## Records to process
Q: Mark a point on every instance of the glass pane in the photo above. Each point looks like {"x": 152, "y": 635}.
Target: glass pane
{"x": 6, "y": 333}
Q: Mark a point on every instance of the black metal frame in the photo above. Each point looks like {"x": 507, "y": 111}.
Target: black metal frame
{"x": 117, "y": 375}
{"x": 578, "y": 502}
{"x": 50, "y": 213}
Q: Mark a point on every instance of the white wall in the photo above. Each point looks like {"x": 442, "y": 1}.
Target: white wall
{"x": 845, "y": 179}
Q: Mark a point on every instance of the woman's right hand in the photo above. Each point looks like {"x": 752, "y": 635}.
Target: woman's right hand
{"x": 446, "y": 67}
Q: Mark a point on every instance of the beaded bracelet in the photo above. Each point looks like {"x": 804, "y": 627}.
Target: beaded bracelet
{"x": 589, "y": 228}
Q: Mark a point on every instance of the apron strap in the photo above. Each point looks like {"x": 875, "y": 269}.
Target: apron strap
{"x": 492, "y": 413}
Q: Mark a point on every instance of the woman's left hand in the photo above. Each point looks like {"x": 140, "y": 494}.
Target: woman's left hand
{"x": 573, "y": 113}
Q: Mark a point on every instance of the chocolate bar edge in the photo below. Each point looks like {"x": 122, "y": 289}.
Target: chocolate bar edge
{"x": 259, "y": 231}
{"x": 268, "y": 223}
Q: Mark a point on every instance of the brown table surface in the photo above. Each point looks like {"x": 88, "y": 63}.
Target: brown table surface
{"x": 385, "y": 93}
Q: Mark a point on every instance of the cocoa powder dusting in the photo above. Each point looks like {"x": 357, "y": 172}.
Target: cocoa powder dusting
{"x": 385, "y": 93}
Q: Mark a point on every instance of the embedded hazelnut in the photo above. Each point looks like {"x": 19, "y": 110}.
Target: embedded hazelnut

## Task description
Extract every one of the lines above, reproducing each character and line break without change.

## Exercise solution
Q: Mark a point on every instance of the glass pane in the photo above. Each point looks like {"x": 152, "y": 635}.
Target: glass pane
{"x": 6, "y": 333}
Q: Mark a point on every instance of the black metal frame in the photo above. Each point looks like {"x": 507, "y": 111}.
Target: black metal frame
{"x": 117, "y": 375}
{"x": 578, "y": 502}
{"x": 50, "y": 213}
Q: Mark a point on every instance of the white wall in the photo above. Each point looks like {"x": 442, "y": 1}.
Target: white wall
{"x": 845, "y": 179}
Q: Mark a point on every instance of the woman's right hand in the photo above. Each point looks like {"x": 752, "y": 635}.
Target: woman's right hand
{"x": 446, "y": 67}
Q: Mark a point on every instance of the beaded bracelet in the photo above. Each point looks like {"x": 804, "y": 627}.
Target: beaded bracelet
{"x": 589, "y": 228}
Q: Mark a point on every instance of the apron strap in the photo above. Each point looks like {"x": 875, "y": 269}.
Target: apron strap
{"x": 492, "y": 413}
Q: Mark a point on every instance of the woman's left hand in the photo above. Each point looks like {"x": 140, "y": 494}.
Target: woman's left hand
{"x": 573, "y": 113}
Q: Mark a point on every instance of the chocolate bar edge in the photo below. Each point looks like {"x": 122, "y": 289}.
Target: chocolate bar edge
{"x": 259, "y": 231}
{"x": 268, "y": 223}
Q: Mark a point on every instance of the brown table surface in the photo above. Each point looks like {"x": 88, "y": 63}.
Target: brown table surface
{"x": 385, "y": 93}
Q: Mark a point on every instance of the cocoa powder dusting in the photo above. Each point looks like {"x": 357, "y": 172}.
Target: cocoa powder dusting
{"x": 385, "y": 93}
Q: Mark a point on every instance of the embedded hazelnut in the photo above. Each point looks like {"x": 19, "y": 110}.
Target: embedded hazelnut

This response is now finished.